### LESETEXT:
Schlimmer als ein Hedgefonds, völlig am Auftrag vorbei, schwere Managementfehler – ein renommierter Frankfurter Finanzprofessor rechnet mit den Sparkassen ab. Was er schreibt, muss die Geldinstitute tatsächlich nachdenklich stimmen: Viele von ihnen stehen wegen der schlechten Entwicklung am Aktienmarkt massiv unter Druck.

Die scharfe Korrektur am Aktienmarkt droht einige deutsche Sparkassen in eine extreme Schieflage zu bringen. Zu diesem Ergebnis kommt der renommierte Finanzwissenschaftler Ralf Jasny, Professor von der Frankfurter Universität für angewandte Wissenschaft. In einer aktuellen mehr als 100-seitigen Studie hat Jasny zum Thema: „Was die Sparkassen mit ihren Kundengeldern machen?“ die Bilanzen der deutschen Sparkassen untersucht. Sein Befund ist alarmierend: Marktturbulenzen wie in diesen Wochen können bei einigen Sparkassen „nicht nur zur vollständigen Vernichtung der stillen Reserven in der Bilanz führen, sondern auch zur Notwenigkeit von Verlustausweisen bis hin zur Insolvenz“. Das ist auch schlecht für Städte und Gemeinden: Sie haben das Nachsehen, wenn die Sparkasse als Geldgeber ausfällt.

### EINTRÄGE:
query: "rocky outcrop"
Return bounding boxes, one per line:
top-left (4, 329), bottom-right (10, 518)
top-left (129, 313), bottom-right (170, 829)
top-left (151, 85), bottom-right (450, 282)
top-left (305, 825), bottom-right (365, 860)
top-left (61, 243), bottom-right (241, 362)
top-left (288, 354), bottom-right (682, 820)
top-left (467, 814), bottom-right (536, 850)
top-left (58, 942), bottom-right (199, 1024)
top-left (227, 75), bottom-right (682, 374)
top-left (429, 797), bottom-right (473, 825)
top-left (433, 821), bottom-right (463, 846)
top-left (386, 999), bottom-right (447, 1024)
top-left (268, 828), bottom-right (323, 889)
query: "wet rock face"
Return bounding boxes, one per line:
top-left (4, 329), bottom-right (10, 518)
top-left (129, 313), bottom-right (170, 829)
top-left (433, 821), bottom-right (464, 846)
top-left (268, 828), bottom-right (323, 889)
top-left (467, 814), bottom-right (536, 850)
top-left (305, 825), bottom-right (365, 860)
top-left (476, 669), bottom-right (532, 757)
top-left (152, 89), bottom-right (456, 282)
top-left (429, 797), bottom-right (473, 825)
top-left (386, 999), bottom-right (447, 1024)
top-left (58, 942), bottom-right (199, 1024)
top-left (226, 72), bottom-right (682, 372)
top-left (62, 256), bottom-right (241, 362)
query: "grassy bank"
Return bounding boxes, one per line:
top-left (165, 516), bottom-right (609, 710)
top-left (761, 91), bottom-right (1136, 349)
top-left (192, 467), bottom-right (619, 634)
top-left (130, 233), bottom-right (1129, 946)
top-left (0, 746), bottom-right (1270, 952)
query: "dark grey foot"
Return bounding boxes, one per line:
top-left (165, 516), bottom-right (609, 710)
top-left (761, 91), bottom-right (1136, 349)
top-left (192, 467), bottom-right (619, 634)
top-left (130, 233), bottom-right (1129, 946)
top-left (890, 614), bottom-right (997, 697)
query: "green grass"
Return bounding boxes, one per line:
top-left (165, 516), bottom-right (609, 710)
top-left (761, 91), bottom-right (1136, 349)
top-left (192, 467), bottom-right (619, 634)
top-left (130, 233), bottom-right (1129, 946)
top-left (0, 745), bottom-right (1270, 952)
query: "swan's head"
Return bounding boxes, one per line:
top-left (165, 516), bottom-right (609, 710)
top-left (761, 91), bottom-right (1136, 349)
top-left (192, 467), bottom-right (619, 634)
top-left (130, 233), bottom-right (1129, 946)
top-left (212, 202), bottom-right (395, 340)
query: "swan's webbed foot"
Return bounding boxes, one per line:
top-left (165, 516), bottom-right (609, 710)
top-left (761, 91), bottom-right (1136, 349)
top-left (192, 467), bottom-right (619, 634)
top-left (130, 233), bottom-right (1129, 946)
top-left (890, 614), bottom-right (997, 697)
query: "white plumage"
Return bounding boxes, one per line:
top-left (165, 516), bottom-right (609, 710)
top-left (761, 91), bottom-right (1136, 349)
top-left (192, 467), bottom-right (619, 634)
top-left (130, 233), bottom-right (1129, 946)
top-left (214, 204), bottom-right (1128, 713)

### AUFGABE:
Fasse den Absatz des Lesetexts, der mit „Die scharfe Korrektur am Aktienmarkt“ beginnt, kürzer als Liste zusammen und behalte dabei seine wichtigsten Fakten. Die Einträge sind vom Lesetext unabhängiges Material.

### ANTWORT:
- Die scharfe Korrektur am Aktienmarkt droht einige deutsche Sparkassen in eine extreme Schieflage zu bringen.
- Zu diesem Ergebnis kommt Ralf Jasny, Professor an der Frankfurter Universität für angewandte Wissenschaft.
- In einer aktuellen Studie von über 100 Seiten hat er die Bilanzen der deutschen Sparkassen untersucht. Das Thema lautet: „Was die Sparkassen mit ihren Kundengeldern machen?“
- Marktturbulenzen können bei einigen Sparkassen die stillen Reserven vollständig vernichten.
- Sie können auch Verlustausweise nötig machen, bis hin zur Insolvenz.
- Städte und Gemeinden haben das Nachsehen, wenn die Sparkasse als Geldgeber ausfällt.